◆ Required tasks
a: Please decide whether each statement agrees with the post about George Nethercutt, answering yes or no and quoting the deciding words from the post: (i) Nethercutt's 1994 campaign was against Tom Foley. (ii) William Bennett campaigned against Nethercutt in 1994. (iii) The New York Times report on Nethercutt appeared in November 1994.
b: In the post about George Nethercutt, who is the incumbent he is running against?

◆ Page extract

Saturday, September 18, 2004

George Nethercutt Weasel King

George Nethercutt is the Weasel King

for a lot of reasons.

-------------------------------------------------------

George Nethercutt lied about his commitment to term limits.

In his 1994 campaign against Tom Foley, George Nethercutt presented himself as an outsider who championed term limits. He broke that promise when it came time for him to honor his pledge and limit his own term.

In November 1994, The New York Times reported that Nethercutt "played up his inexperience in government, saying he wanted to return to something closer to the part-time Congress of old." Now after 10 years in office, he's running for State Senator against our incumbent Patty Murray.

Even staunch Republican William Bennett gives him a thumbs down on that one.

"This ought to bother people," William J. Bennett, the Republican grandee and former Reagan and Bush Administration official, told me. "I campaigned for Nethercutt in '94, and I liked him, I liked his ideas. But he's now acting dishonorably. He's breaking his word, and he's doing it without any apparent remorse. He's making people more cynical about politics. Some promises should not be kept, because circumstances change. But about the only circumstance that has changed here that seems to me to be relevant is that he has gotten to like where he is, and I don't think that's enough."

◆ Data

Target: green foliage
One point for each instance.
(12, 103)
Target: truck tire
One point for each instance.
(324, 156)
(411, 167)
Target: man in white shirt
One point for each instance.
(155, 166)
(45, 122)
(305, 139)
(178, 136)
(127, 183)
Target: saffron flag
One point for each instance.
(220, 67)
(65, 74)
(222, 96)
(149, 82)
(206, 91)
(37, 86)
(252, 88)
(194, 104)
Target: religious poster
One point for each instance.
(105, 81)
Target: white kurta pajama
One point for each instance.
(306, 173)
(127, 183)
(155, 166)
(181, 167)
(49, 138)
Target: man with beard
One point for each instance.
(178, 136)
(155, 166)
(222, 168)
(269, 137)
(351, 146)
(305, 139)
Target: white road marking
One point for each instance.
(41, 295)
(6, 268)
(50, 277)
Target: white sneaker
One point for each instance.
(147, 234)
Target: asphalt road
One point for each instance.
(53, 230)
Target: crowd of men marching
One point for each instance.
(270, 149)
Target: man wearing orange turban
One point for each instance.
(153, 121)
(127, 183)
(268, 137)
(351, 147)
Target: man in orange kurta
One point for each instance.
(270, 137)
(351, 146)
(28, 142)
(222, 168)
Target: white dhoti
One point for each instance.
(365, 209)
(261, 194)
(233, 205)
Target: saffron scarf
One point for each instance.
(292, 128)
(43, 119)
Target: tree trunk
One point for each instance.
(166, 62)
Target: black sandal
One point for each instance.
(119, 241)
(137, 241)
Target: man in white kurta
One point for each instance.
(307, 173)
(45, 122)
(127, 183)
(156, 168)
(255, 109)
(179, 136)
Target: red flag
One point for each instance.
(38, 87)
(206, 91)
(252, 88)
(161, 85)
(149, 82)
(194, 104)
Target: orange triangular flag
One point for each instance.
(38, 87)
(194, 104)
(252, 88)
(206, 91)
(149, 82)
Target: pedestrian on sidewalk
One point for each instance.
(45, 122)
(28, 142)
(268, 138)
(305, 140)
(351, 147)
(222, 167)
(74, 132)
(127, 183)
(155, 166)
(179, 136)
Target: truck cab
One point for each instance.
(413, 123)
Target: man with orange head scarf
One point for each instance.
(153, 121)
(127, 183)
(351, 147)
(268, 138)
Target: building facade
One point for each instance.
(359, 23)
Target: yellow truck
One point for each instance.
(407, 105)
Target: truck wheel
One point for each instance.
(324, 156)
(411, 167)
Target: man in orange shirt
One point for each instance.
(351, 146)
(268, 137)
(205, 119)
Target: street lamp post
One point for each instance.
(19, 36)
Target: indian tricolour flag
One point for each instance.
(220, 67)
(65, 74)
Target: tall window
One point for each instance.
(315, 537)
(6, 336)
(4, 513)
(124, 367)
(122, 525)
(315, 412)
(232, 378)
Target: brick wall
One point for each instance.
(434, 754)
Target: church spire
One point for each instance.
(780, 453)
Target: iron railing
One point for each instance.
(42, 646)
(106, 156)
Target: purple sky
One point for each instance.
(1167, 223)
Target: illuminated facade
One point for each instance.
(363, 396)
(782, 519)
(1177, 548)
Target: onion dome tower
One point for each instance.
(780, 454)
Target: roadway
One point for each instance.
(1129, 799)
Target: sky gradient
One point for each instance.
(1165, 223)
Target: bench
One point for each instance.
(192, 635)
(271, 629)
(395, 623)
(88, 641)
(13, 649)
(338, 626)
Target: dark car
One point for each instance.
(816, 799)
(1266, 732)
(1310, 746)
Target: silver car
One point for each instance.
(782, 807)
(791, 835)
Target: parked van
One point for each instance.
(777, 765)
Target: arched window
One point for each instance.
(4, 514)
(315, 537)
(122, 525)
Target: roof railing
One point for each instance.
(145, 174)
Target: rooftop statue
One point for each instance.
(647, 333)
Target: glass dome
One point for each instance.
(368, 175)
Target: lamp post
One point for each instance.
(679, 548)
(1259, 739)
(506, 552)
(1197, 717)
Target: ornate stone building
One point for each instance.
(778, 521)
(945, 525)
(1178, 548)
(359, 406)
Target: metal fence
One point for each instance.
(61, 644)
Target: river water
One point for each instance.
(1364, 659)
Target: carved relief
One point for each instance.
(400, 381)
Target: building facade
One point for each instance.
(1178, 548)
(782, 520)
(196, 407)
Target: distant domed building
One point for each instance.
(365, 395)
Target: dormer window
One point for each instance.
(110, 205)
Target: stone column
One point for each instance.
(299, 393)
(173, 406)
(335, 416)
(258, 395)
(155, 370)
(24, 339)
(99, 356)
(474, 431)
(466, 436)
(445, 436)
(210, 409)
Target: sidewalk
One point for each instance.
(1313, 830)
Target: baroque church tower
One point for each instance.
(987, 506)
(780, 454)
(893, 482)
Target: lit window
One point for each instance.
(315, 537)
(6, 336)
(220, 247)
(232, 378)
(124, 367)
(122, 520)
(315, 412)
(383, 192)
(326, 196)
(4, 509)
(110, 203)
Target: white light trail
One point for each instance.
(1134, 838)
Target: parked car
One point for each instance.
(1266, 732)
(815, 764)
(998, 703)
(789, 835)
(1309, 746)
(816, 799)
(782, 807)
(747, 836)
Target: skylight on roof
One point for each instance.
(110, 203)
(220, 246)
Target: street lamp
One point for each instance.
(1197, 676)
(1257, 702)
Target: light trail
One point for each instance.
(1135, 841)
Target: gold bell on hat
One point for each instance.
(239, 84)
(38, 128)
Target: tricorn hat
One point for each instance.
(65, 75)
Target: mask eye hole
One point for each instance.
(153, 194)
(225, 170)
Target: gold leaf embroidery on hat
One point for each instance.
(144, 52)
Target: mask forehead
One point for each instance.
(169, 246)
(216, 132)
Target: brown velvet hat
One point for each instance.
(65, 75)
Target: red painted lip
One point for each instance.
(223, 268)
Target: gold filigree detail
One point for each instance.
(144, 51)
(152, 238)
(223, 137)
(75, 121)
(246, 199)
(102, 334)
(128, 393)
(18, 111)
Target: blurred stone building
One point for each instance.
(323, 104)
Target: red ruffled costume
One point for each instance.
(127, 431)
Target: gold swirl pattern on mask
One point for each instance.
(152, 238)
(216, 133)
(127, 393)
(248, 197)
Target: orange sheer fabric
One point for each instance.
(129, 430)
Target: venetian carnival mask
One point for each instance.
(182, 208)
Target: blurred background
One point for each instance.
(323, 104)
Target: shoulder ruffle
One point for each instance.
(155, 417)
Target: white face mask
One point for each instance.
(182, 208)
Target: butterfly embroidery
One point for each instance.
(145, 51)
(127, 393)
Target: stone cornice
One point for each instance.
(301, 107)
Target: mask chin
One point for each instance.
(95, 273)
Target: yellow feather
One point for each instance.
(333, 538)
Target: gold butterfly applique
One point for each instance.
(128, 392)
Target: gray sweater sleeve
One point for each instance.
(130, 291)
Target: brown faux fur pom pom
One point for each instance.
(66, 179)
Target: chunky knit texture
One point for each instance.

◆ Exercise results
a:
(i) Yes: "In his 1994 campaign against Tom Foley"
(ii) No: "I campaigned for Nethercutt in '94, and I liked him, I liked his ideas."
(iii) Yes: "In November 1994, The New York Times reported"

b: Patty Murray.